The key takeaway here isn’t that Microsoft should change windows to prevent this, it’s that Delta could have spent any number smaller than $500,000,000 on competent IT staffing and prevented this at a lower cost than letting it happen.
I guarantee someone in their IT department raised the point of not just downloading updates. I can guarantee they advise to test them first because any borderline competent I.T professional knows this stuff. I can also guarantee they were ignored.
Also, part of the issue is that the update rolled out in a way that bypassed deployments having auto updates disabled.
You did not have the ability to disable this type of update or control how it rolled out.
https://www.crowdstrike.com/blog/falcon-content-update-preliminary-post-incident-report/
Their fix for the issue includes “slow rolling their updates”, “monitoring the updates”, “letting customers decide if they want to receive updates”, and “telling customers about the updates”.

Stored dataset items:
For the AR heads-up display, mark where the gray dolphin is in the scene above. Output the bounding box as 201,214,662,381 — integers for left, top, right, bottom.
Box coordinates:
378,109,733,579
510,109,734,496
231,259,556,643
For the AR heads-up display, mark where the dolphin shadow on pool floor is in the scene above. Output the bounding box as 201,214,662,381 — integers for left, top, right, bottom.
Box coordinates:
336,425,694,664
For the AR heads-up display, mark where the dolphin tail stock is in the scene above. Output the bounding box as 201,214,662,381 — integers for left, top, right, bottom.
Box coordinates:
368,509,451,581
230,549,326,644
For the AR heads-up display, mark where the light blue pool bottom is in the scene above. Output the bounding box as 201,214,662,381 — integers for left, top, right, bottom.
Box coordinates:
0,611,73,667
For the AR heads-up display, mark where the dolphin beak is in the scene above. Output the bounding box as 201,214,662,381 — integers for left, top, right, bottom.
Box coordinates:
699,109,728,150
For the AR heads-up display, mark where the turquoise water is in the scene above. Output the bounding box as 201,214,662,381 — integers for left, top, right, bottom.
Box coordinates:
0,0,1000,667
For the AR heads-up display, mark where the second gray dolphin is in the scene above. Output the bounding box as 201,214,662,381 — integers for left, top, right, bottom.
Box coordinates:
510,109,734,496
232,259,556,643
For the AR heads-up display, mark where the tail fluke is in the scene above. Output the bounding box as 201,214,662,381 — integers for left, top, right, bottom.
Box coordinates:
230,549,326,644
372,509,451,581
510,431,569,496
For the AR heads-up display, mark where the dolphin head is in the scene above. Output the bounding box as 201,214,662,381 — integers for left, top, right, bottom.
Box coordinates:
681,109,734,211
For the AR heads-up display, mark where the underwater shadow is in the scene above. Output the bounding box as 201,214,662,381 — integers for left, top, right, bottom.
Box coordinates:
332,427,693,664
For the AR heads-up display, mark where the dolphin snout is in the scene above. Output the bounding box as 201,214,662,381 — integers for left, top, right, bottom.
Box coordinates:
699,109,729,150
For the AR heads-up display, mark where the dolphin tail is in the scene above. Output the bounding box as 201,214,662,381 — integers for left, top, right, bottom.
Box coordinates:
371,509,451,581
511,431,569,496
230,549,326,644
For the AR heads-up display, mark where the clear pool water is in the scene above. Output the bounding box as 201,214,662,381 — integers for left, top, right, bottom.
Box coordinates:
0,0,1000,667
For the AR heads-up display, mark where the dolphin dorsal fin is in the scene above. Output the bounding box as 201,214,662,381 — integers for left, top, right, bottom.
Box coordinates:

§ Problems to work on
• a. Transcribe the CrowdStrike update comment from "The key takeaway" to "letting it happen.".
• b. According to the CrowdStrike update comment, how much could Delta have spent on competent IT staffing to prevent this at a lower cost?
• c. Resume the CrowdStrike update comment from the point where it stops.
The lines are separate material from the CrowdStrike update comment.

§ Responses to the tasks
• a.
The key takeaway here isn’t that Microsoft should change windows to prevent this, it’s that Delta could have spent any number smaller than $500,000,000 on competent IT staffing and prevented this at a lower cost than letting it happen.

• b. Any amount smaller than $500,000,000.

• c.
Delta could have done everything by the book regarding staggered updates and testing before deployment and it wouldn’t have made any difference at all. (They’re an airline so they probably didn’t but it wouldn’t have helped if they had).
Except pretty much every paragraph in ISO27002.
That book?
Highlights include:
…etc. like, it’s all in there. And I get it’s super-fetch to do the cool stuff that looks great on a resume, but maybe, just fucking maybe, we should be operating like we don’t want to use that resume every 3 months.
External people controlling your software rollout by virtue of locking you into some cloud bullshit for security software, when everyone knows they don’t give a shit about your apps security nor your SLA?
Glad Skippy’s got a good looking resume.
Yes, that book. Because the software indicated to end users that they had disabled or otherwise asserted appropriate controls on the system updating itself and it’s update process.
That’s sorta the point of why so many people are so shocked and angry about what went wrong, and why I said “could have done everything by the book”.
As far as the software communicated to anyone managing it, it should not have been doing updates, and cloudstrike didn’t advertise that it updated certain definition files outside of the exposed settings, nor did they communicate that those changes were happening.
Pretend you’ve got a nice little fleet of servers. Let’s pretend they’re running some vaguely responsible Linux distro, like a cent or Ubuntu.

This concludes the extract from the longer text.